** Text section follows **

So OP's real point is that fsync() sucks in the context of modern hardware where thousands of I/O reqs may be in flight at any given time. We need more fine-grained mechanisms to ensure that writes are committed to permanent storage, without introducing undue serialization.
Well, there already is slightly more fine gained control: in the sync version, you can perhaps call sync write() a few times before calling fsync() once i.e. basically batch up a few writes. That does have the disadvantage that you can't easily queue new writes while waiting for the previous ones. Perhaps you could use calls to write() in another thread while the first one is waiting for fsync() for the previous batch? You could even have lots of threads doing that in parallel, but probably not the thousands that you mentioned. I don't know the nitty gritty of Linux file IO well enough to know how well that would work.
As I said, I don't know anything about fsync in io_uring. Maybe that has more control?
An article that did a fair comparison, by someone who actually knows what they're talking about, would be pretty interesting.
I meant more like, perhaps it's possible to concurrently queue fsync for different writes in a way that isn't possible with the sync API. From your link, it appears not (unless they're isolated at non-overlapping byte ranges, but that's no different from what you can do with sync API + threads):
> Note that, while I/O is initiated in the order in which it appears in the submission queue, completions are unordered. For example, an application which places a write I/O followed by an fsync in the submission queue cannot expect the fsync to apply to the write. The two operations execute in parallel, so the fsync may complete before the write is issued to the storage.

** End of Text section **

#### [Work to complete]
Quote each sentence in the fsync thread that uses the word "perhaps," whether capitalized or not. The lines after this thread have nothing to do with it.

** Dataset records follows **

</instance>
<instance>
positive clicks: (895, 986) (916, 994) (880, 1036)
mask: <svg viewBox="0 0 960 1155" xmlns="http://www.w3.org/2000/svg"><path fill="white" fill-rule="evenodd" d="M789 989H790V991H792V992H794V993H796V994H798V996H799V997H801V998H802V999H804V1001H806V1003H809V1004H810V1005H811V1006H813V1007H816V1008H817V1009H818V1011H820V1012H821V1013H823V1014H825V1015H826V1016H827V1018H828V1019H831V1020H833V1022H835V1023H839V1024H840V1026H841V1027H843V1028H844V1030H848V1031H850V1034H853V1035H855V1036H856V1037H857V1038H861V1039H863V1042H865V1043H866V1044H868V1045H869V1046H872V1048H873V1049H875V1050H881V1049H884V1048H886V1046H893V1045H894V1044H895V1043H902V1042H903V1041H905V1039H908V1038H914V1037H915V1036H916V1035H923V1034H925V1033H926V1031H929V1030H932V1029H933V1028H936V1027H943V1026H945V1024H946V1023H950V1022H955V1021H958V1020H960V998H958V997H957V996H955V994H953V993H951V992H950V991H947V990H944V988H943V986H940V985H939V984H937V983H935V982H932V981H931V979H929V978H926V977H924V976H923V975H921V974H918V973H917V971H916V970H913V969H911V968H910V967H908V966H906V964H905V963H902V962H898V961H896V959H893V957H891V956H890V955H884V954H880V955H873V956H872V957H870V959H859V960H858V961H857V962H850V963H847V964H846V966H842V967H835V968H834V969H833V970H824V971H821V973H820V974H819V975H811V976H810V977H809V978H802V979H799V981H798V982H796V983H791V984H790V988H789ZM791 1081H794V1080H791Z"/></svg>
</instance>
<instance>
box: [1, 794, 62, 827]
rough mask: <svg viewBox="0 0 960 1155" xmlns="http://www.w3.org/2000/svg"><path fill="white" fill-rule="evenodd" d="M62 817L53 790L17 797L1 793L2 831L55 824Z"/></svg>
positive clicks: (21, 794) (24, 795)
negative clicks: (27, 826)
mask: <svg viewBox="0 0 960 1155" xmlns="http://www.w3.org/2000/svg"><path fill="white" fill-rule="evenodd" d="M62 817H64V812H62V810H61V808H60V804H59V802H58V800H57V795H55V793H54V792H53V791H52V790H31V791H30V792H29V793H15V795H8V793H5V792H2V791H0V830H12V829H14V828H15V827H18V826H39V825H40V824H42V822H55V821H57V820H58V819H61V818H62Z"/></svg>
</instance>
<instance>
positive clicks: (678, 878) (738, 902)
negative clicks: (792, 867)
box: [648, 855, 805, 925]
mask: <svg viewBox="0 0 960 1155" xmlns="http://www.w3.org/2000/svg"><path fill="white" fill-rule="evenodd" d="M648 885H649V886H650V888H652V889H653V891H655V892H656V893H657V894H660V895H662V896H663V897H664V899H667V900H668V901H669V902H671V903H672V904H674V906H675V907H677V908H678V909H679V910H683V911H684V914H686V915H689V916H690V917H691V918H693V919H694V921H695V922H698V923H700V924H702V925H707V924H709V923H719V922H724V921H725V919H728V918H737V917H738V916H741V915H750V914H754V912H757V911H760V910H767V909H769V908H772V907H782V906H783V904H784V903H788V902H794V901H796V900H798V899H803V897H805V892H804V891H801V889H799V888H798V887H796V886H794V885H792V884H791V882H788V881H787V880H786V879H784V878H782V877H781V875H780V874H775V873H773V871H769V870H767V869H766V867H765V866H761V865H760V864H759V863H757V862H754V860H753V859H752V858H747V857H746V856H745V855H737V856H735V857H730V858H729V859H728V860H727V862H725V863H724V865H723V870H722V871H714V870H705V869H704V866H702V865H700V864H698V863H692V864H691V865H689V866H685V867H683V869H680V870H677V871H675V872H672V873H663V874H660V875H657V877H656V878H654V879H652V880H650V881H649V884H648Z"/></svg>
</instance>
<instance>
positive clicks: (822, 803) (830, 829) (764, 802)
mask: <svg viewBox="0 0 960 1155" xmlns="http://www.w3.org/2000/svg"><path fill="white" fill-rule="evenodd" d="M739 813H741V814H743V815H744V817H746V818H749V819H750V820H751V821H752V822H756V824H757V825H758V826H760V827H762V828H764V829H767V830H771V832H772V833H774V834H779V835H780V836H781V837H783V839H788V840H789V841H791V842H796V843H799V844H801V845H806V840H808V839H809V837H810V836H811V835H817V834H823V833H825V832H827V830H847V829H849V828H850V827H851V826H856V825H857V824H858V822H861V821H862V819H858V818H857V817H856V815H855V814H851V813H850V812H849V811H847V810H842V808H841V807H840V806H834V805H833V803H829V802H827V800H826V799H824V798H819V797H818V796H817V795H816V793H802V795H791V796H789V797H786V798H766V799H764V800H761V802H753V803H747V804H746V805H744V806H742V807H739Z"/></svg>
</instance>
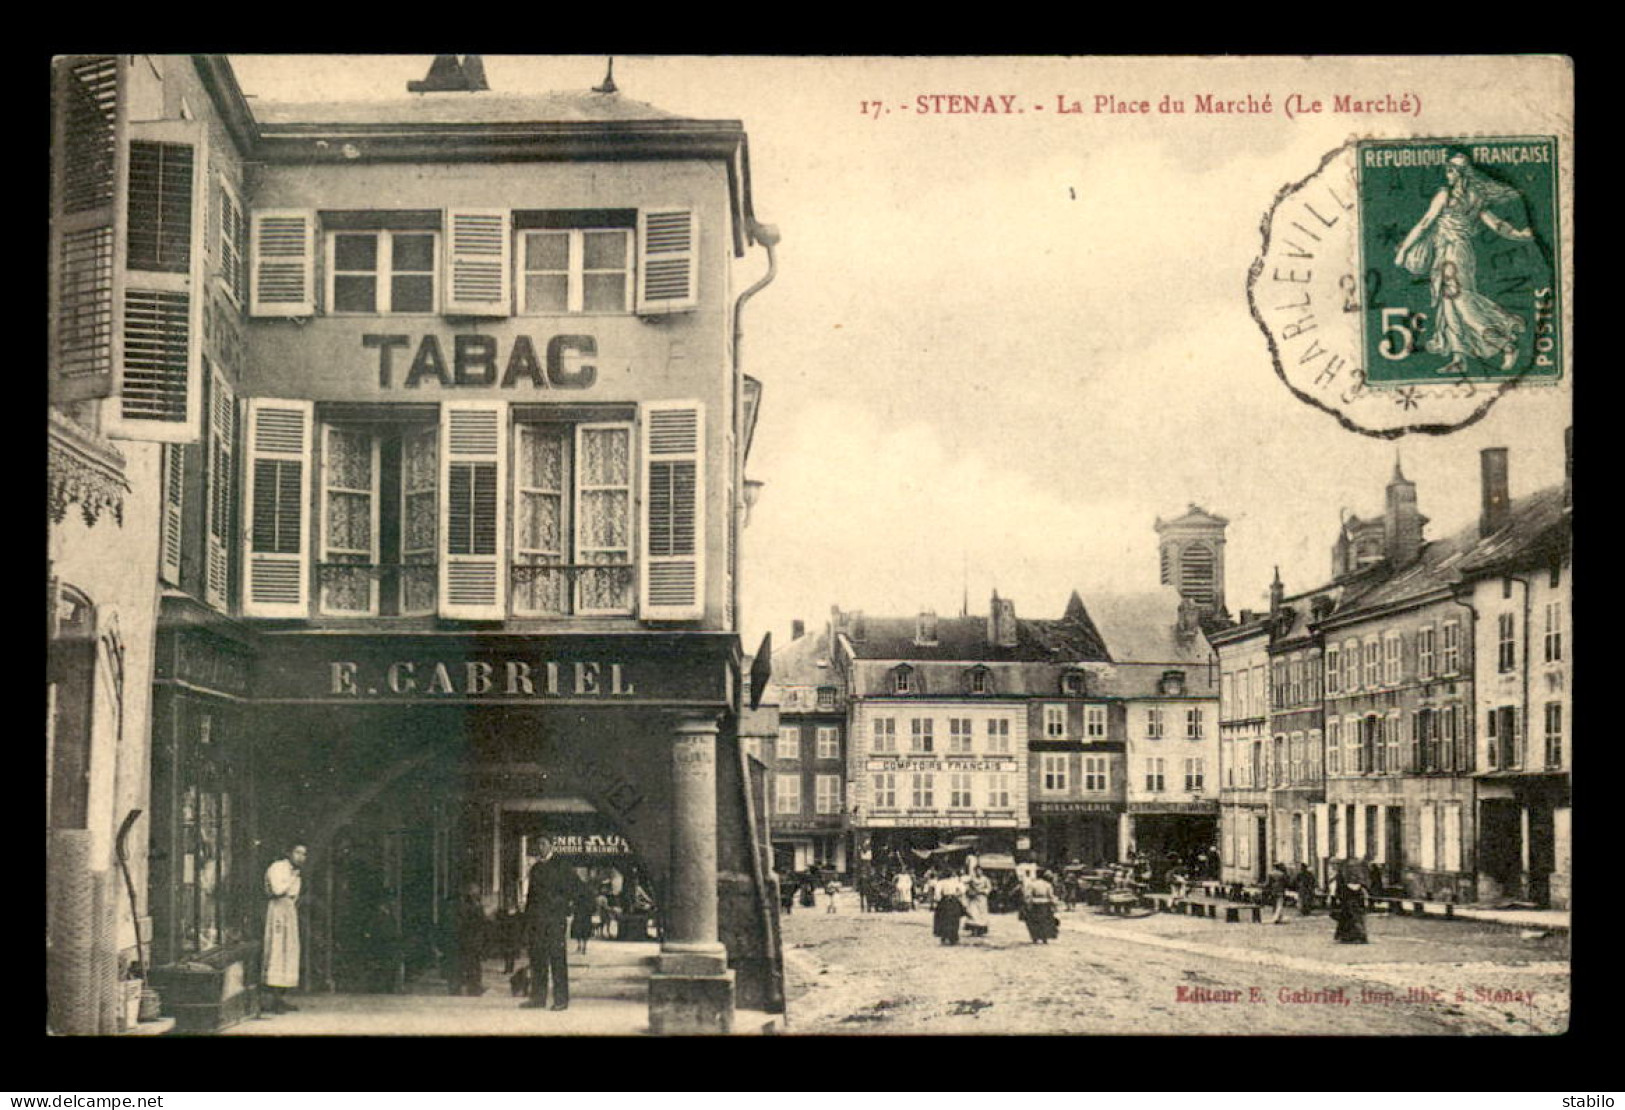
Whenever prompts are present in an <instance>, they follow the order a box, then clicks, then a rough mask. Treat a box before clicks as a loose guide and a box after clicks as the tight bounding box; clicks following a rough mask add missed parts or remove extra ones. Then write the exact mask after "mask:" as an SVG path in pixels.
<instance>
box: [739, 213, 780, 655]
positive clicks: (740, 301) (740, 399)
mask: <svg viewBox="0 0 1625 1110" xmlns="http://www.w3.org/2000/svg"><path fill="white" fill-rule="evenodd" d="M747 228H749V232H751V237H752V239H756V241H757V242H759V244H762V245H764V247H765V249H767V273H764V275H762V276H760V278H759V280H757V281H756V284H752V286H751V288H749V289H746V291H744V293H741V294H739V297H738V299H736V301H734V302H733V470H734V483H733V518H734V520H736V522H738V520H744V507H746V505H744V359H743V358H741V356H739V348H741V345H743V343H744V302H746V301H749V299H751V297H754V296H756V294H757V293H760V291H762V289H765V288H767V286H769V284H770V283H772V280H773V278H777V276H778V254H777V250H775V247H778V228H775V226H773V224H760V223H756V219H751V221H749V223H747ZM730 527H738V525H730ZM741 546H743V543H741V540H734V551H733V554H734V561H736V564H734V567H733V624H734V631H738V629H739V626H741V624H743V621H741V616H743V611H741V608H739V580H741V579H743V577H744V575H741V574H739V567H738V559H739V548H741Z"/></svg>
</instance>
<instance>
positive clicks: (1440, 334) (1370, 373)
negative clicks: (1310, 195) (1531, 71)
mask: <svg viewBox="0 0 1625 1110" xmlns="http://www.w3.org/2000/svg"><path fill="white" fill-rule="evenodd" d="M1355 166H1357V174H1358V206H1360V213H1358V228H1360V275H1362V283H1363V307H1362V338H1363V343H1362V353H1363V356H1365V372H1367V385H1368V387H1371V388H1383V387H1399V385H1407V384H1428V382H1440V380H1467V382H1501V380H1514V379H1519V380H1523V382H1524V384H1529V385H1534V384H1537V382H1540V380H1555V379H1558V377H1560V375H1562V367H1563V330H1562V319H1563V317H1562V310H1560V304H1558V297H1560V283H1558V278H1557V265H1555V254H1553V249H1555V244H1557V242H1558V226H1557V221H1558V203H1557V140H1555V138H1472V140H1459V141H1440V140H1402V141H1362V143H1358V145H1357V151H1355Z"/></svg>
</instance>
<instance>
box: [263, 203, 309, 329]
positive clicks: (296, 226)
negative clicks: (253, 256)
mask: <svg viewBox="0 0 1625 1110" xmlns="http://www.w3.org/2000/svg"><path fill="white" fill-rule="evenodd" d="M252 231H254V234H252V237H254V276H252V283H250V288H249V301H250V306H249V312H250V315H315V213H314V211H310V210H309V208H262V210H257V211H255V213H254V228H252Z"/></svg>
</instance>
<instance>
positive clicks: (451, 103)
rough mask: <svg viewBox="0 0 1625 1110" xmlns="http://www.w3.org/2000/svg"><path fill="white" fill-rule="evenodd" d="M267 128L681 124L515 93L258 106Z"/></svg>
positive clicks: (657, 117) (323, 101)
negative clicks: (321, 125)
mask: <svg viewBox="0 0 1625 1110" xmlns="http://www.w3.org/2000/svg"><path fill="white" fill-rule="evenodd" d="M252 109H254V117H255V119H257V120H258V122H260V125H262V127H280V125H297V124H346V125H369V124H604V122H637V120H678V119H682V117H681V115H676V114H674V112H666V111H665V109H658V107H655V106H653V104H645V102H643V101H634V99H630V98H626V96H621V94H619V93H593V91H590V89H580V91H567V93H543V94H538V96H520V94H513V93H419V94H406V96H395V98H390V99H382V101H319V102H294V101H262V99H258V98H255V99H254V101H252Z"/></svg>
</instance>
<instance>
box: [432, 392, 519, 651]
mask: <svg viewBox="0 0 1625 1110" xmlns="http://www.w3.org/2000/svg"><path fill="white" fill-rule="evenodd" d="M505 440H507V403H505V401H442V403H440V528H439V535H440V616H444V618H450V619H457V621H500V619H502V618H504V616H505V608H507V605H505V600H507V579H509V572H507V551H505V548H507V544H505V527H507V514H505V512H504V502H505V501H507V475H505V473H504V471H505V468H504V460H505V457H507V452H505Z"/></svg>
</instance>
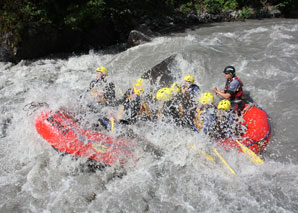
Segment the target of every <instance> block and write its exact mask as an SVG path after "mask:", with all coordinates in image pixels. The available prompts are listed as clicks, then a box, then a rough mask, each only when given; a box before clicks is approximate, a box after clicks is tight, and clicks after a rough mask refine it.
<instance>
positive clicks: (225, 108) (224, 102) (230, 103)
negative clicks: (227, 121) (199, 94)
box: [217, 99, 231, 111]
mask: <svg viewBox="0 0 298 213" xmlns="http://www.w3.org/2000/svg"><path fill="white" fill-rule="evenodd" d="M217 109H223V110H225V111H228V110H229V109H231V102H230V101H229V100H227V99H223V100H221V101H220V102H219V103H218V105H217Z"/></svg>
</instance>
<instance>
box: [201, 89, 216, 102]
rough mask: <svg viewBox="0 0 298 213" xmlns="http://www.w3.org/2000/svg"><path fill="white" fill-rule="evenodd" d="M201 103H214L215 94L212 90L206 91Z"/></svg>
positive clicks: (201, 97) (201, 98)
mask: <svg viewBox="0 0 298 213" xmlns="http://www.w3.org/2000/svg"><path fill="white" fill-rule="evenodd" d="M200 103H201V104H213V103H214V96H213V94H212V93H211V92H205V93H203V94H202V95H201V97H200Z"/></svg>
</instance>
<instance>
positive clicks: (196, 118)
mask: <svg viewBox="0 0 298 213" xmlns="http://www.w3.org/2000/svg"><path fill="white" fill-rule="evenodd" d="M202 113H203V110H200V109H199V108H197V109H196V113H195V117H194V119H193V121H194V124H195V127H196V128H197V129H198V130H201V129H203V127H204V123H203V121H201V114H202Z"/></svg>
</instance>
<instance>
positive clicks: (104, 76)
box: [96, 66, 109, 79]
mask: <svg viewBox="0 0 298 213" xmlns="http://www.w3.org/2000/svg"><path fill="white" fill-rule="evenodd" d="M96 72H97V78H98V79H100V78H105V77H106V76H108V75H109V72H108V69H107V68H106V67H104V66H100V67H97V68H96Z"/></svg>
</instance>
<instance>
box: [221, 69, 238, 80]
mask: <svg viewBox="0 0 298 213" xmlns="http://www.w3.org/2000/svg"><path fill="white" fill-rule="evenodd" d="M223 73H224V74H225V77H226V78H227V79H229V78H233V77H235V75H236V69H235V67H233V66H227V67H225V69H224V71H223Z"/></svg>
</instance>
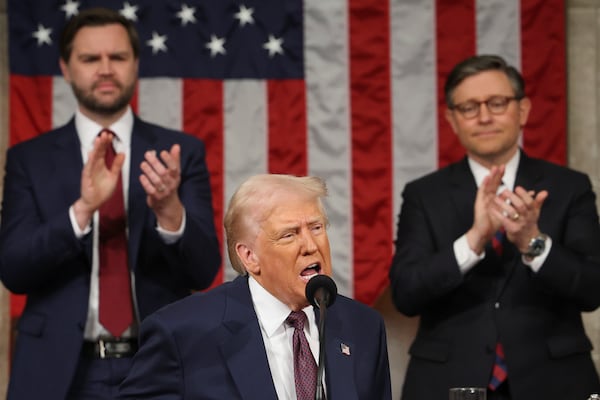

** End of Dataset records **

#### [Solution below]
- Well, there already is slightly more fine gained control: in the sync version, you can perhaps call sync write() a few times before calling fsync() once i.e. basically batch up a few writes.
- Perhaps you could use calls to write() in another thread while the first one is waiting for fsync() for the previous batch?
- I meant more like, perhaps it's possible to concurrently queue fsync for different writes in a way that isn't possible with the sync API.